Reading passage:

☆ ☆ ☆ ☆ ☆

Recently a clip from a Father’s Day sermon titled Real Men Pour In by megachurch pastor TD Jakes has caught backlash on social media. In his sermon, TD Jakes advice to women is to be careful pouring too much into men because men are designed to pour into women. Jakes claims that women are designed to take what men pour into them, increase it, and make it better. He goes on to say, “This breaks all the sociological order of the culture we are living in now. Because we are raising up women to be men. And you are not applauded for your femininity. You are applauded in the contemporary society by how tough, rough, nasty, mean, aggressive, hateful, possessive you are. And you’re climbing the corporate ladder, but we are losing our families. I know you can buy your own car. I know you can buy your own house. But until you create a need that I can pour into, I have no place in your life. So stop coming home bragging to me about how much you don’t need me and wonder why I shy away.” He goes on to say the conversation has become let’s prove to the men how indispensable they are. He says it is born out of pain because men have hurt women, betrayed women, lied to women, cheated on women, and women became how we are out of pain.
I have heard this argument often about women, particularly Black women, and how Black women are perceived as being strong and overly independent. No one ever really speaks on how Black women were never allowed to be anything else. I believe that many Black women would relish the opportunity not to be strong, to let their capes go, and to give up the chore of being superwoman. The problem is that Black women never had the luxury of simply being. We never had the luxury of having a smooth life.
Black women were brought to the country in chains. Our men were shackled. We have been raped, beaten, and abused. We were forced to nurse children we didn’t birth, forced to bear children from our enslavers. We watched our families be divided, our children torn from our arms, we watched our men be slaughtered, and still had to work in fields for a harvest we never enjoyed and work in homes we never owned. Often, we had to do this all with a smile painted on our faces, even as our world was crumbling and our souls were screaming. Over 400 years later, it has not changed. Even after 400 years, there have been no days off from struggle, oppression, and racism. Tell me, when has there ever been a moment in the life of a Black woman in America where she could just be? When was the moment that Black women (if they chose) could stay at home, tidy up the house, take care of children, cook a nice dinner and sit back and watch soap operas all day without a concern in the world?
Black women live underneath a veil of always trying to survive. And sadly, we know that our survival is often rooted in the survival of our husbands, our partners, our children, and our families.

☆ ☆ ☆ ☆ ☆

[Data records]
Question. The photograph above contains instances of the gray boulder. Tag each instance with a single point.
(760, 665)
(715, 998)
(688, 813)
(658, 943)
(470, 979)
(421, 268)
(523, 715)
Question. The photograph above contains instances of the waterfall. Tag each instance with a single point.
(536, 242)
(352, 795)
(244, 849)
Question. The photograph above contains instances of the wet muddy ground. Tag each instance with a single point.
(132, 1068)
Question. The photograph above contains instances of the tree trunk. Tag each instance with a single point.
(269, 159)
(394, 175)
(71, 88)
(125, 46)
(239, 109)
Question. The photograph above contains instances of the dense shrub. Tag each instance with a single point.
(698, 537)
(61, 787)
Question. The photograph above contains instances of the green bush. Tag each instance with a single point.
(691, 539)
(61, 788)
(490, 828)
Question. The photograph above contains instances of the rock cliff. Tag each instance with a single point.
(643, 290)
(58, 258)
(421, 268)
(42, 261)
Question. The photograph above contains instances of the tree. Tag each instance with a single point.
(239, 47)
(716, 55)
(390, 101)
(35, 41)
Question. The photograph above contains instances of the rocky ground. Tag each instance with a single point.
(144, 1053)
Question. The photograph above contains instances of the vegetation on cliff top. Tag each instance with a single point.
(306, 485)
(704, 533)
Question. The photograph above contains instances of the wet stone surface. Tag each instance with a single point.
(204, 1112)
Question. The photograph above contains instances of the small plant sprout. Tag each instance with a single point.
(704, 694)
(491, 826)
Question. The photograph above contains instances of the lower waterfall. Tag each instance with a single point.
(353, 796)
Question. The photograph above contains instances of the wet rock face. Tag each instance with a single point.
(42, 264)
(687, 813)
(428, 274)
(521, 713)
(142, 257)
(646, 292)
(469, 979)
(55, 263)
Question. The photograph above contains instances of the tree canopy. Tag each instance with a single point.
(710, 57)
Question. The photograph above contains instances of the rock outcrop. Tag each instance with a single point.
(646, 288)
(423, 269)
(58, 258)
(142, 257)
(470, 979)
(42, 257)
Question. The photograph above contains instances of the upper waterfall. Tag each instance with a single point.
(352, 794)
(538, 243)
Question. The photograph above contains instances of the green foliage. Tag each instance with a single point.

☆ ☆ ☆ ☆ ☆

Things to do:
1. In the essay on the TD Jakes sermon, what does Jakes claim women are designed to do with what men pour into them?
2. Pick up the essay on the TD Jakes sermon after its final sentence and continue it.

The results:
1. Take it, increase it, and make it better.

2.
Black women aren’t strong because we just love being strong. People must remember that Black women never had the opportunity to be anything else but strong. We were never given the option to simply be. I recall when I went to a retreat last year for ten days, and they told me, “Enjoy your stay, Hannah. You don’t have to do anything but whatever you want to do.” It was such a foreign concept to me. What do you mean I don’t have to do anything? I was confused. Surely there was something I must be doing. It took me three days to realize, “Wow! I can do anything I want.” No one had any expectations of me. And you know what I did the most? I slept. Because I hadn’t realized how physically and mentally exhausted I was because I am always in a state of doing. I had never been in a state of just being. My soul was tired. For the past year, I had been in a state of fighting for justice. I was fighting for this nation to see itself. Fighting because I know our very survival is on the line. Everything was a fight. When was it just going to be easy? When could I just sit outside and enjoy my garden? When could my life just be a life of peace? This perpetual state of doing and being strong was killing me. Believe me, if there is a Black woman in your life, trust me, she is tired.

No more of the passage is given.